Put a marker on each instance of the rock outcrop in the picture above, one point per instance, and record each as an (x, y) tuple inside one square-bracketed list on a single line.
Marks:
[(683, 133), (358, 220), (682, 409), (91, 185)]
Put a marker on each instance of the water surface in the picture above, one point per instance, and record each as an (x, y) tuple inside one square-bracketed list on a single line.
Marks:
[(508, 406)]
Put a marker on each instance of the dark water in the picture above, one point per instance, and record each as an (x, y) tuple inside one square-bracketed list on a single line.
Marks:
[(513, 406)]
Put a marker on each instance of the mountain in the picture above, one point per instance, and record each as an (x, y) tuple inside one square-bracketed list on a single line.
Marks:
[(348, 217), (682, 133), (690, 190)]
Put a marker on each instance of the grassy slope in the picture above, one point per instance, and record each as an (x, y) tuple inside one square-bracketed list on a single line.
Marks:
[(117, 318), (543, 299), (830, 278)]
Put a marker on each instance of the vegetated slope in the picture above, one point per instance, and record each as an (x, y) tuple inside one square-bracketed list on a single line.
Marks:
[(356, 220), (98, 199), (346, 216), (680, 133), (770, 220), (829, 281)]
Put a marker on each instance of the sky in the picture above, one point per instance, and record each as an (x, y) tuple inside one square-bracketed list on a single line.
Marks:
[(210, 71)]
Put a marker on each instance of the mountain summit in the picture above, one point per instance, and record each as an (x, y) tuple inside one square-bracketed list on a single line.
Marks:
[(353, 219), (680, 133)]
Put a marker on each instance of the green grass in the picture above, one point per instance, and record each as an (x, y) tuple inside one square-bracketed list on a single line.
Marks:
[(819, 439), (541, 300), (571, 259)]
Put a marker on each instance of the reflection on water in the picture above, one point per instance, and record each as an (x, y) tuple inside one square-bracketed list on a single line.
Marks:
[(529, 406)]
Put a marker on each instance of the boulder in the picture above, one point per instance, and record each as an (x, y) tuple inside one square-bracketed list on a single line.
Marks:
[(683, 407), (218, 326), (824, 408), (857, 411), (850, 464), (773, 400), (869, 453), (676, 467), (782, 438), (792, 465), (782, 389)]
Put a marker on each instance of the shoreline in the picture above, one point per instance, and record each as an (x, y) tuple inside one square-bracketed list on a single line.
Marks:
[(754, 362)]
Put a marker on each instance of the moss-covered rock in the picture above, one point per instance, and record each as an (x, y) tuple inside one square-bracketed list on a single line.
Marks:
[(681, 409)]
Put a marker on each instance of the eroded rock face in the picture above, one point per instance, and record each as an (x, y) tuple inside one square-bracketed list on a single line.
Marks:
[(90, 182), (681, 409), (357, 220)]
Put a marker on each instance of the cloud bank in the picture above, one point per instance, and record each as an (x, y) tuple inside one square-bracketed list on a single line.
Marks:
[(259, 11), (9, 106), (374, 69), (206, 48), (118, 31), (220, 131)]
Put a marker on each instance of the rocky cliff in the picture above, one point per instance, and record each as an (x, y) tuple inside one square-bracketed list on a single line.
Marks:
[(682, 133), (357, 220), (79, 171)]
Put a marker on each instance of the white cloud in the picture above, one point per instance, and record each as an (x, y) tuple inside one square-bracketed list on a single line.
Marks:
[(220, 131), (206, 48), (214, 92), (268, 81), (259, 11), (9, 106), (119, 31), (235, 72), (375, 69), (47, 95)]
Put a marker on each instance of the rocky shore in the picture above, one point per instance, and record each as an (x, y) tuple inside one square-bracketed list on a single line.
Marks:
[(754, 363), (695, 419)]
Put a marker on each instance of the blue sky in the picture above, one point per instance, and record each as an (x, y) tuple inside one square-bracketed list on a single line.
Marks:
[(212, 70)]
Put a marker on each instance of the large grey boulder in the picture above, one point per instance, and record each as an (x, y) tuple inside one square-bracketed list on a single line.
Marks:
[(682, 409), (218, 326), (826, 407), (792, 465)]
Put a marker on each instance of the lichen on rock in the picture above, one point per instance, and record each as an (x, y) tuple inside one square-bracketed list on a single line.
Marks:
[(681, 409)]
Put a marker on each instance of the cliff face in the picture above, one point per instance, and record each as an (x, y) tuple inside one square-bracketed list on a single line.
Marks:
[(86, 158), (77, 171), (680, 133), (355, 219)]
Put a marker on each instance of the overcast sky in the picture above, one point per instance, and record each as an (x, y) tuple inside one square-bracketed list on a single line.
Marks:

───

◆ **Stated exercise**: Convert the entire listing above into a numbered list, leaving out any blank lines.

◆ **Solution for this task**:
1. Put a marker on each instance of the rock outcrop in the picture above, one point per instance, and record each as an (x, y) tuple inside one square-bracketed list on a single line.
2. Marks:
3. [(683, 133), (358, 220), (682, 409), (91, 185)]
4. Put a marker on each instance of the water surface in the picture above, one point per instance, and record each as an (x, y) tuple inside one square-bracketed list on a single line.
5. Marks:
6. [(508, 406)]
7. Put a marker on each instance of the dark water in the picture above, one point per instance, and record each as an (x, y) tuple inside one square-bracketed list on a single line.
8. Marks:
9. [(513, 406)]
10. Put a marker on each instance of the mountain in the picture above, one point per instance, and record each as an (x, y) tuple inside one square-bracketed list on a single line.
11. Marks:
12. [(348, 217), (682, 133), (690, 190)]
13. Put a marker on each instance of the grassy slope in the picture above, one point per instance, and record each as an (x, y) tuple inside one square-bracketed list on a single line.
14. Marks:
15. [(117, 318), (543, 299), (830, 278)]
16. Put a marker on each instance of the vegetated slope in the picture above, one point per instance, and record each as an (x, y) tuple inside one square-bracketed list on a single line.
17. Marks:
18. [(356, 220), (98, 199), (346, 216), (680, 133), (770, 220), (829, 281)]
19. Put a marker on each instance of the sky in the picture above, one point per instance, and record each as an (x, y) tuple inside one square-bracketed list on a single line.
20. Marks:
21. [(210, 71)]
22. Put a marker on each instance of the mountain summit in the picture above, one point per instance, and record each as an (x, y) tuple inside one square-bracketed list on a single line.
23. Marks:
24. [(353, 219), (680, 133)]
25. Put a marker on each instance of the green grass in the picture above, one point per instance, and record each as an (x, y) tuple inside one square-bracketed list on a single line.
26. Marks:
27. [(819, 439), (541, 300), (571, 259)]
28. Put a marker on each instance of the reflection on water in the picture above, one point per instance, and record each as an (x, y) tuple inside one square-bracketed list on a single line.
29. Marks:
30. [(529, 406)]
31. Put a marker on each instance of the boulder in the picture above, one point per instance, and record each as an (x, y) tuple inside one square-bracketed list on a single line.
32. Marks:
33. [(683, 407), (218, 326), (824, 408), (857, 411), (850, 464), (773, 400), (869, 453), (676, 467), (782, 438), (792, 465), (782, 389)]
34. Put a marker on each instance of the shoreline in the picture above, one point per instance, and record each as an (x, y) tuple inside one square-bracketed list on a single line.
35. Marks:
36. [(754, 362)]
37. Put a marker on each instance of the moss-covered rock in the picture above, one point per instance, and record each as an (x, y) tuple inside one square-bracketed list on a single line.
38. Marks:
39. [(681, 409)]
40. Put a marker on each instance of the eroded rock face in the picture above, one point per instance, and record each as an (x, y) tuple inside one square-bracketed list on a single line.
41. Marks:
42. [(90, 182), (681, 409), (357, 220)]
43. Put a marker on each instance of the cloud bank in the picture above, one point per instance, and record each as an (x, y) tuple inside one square-bracketed list on a single line.
44. Marks:
45. [(259, 11), (9, 106), (374, 69), (206, 48), (118, 31), (220, 131)]
46. Put a marker on each instance of the rocky cliff in the picture above, one point per instance, and record each as an (x, y) tuple inside one square-bracketed list on a single line.
47. Marks:
48. [(682, 133), (357, 220), (79, 171)]
49. Put a marker on each instance of the white cloud in the picture above, one point per instance, and record each as an (x, y) tuple inside one square-bracketed list on a single line.
50. Marks:
51. [(220, 131), (206, 48), (214, 92), (268, 81), (259, 11), (9, 106), (119, 31), (235, 72), (375, 69), (47, 95)]
52. Put a marker on each instance of the rocky shore in the picture above, one point per instance, and record each as an (x, y) tuple inside one square-bracketed list on a single line.
53. Marks:
54. [(754, 363), (695, 419)]
55. Put a marker on each instance of the blue sky in the picture above, one point per instance, and record each as an (x, y) tuple inside one square-bracketed list on a single line.
56. Marks:
57. [(212, 70)]
58. Put a marker on each instance of the large grey boulder in the picture above, one point per instance, and record each as an (x, y) tuple inside one square-bracketed list on a single line.
59. Marks:
60. [(682, 409), (218, 326), (826, 407), (792, 465)]
61. Put a marker on each instance of the lichen on rock in the picture above, one point per instance, and record each as an (x, y) tuple inside one square-bracketed list on a single line.
62. Marks:
63. [(681, 409)]
64. Put a marker on each instance of the cliff face in the picture above, one point per instance, and record each as an (x, y) tuple inside one square-bracketed list on a single line.
65. Marks:
66. [(86, 158), (77, 171), (680, 133), (355, 219)]
67. Put a marker on each instance of the overcast sky in the picture above, one point per instance, and record each as an (x, y) tuple inside one square-bracketed list on a single line.
68. Marks:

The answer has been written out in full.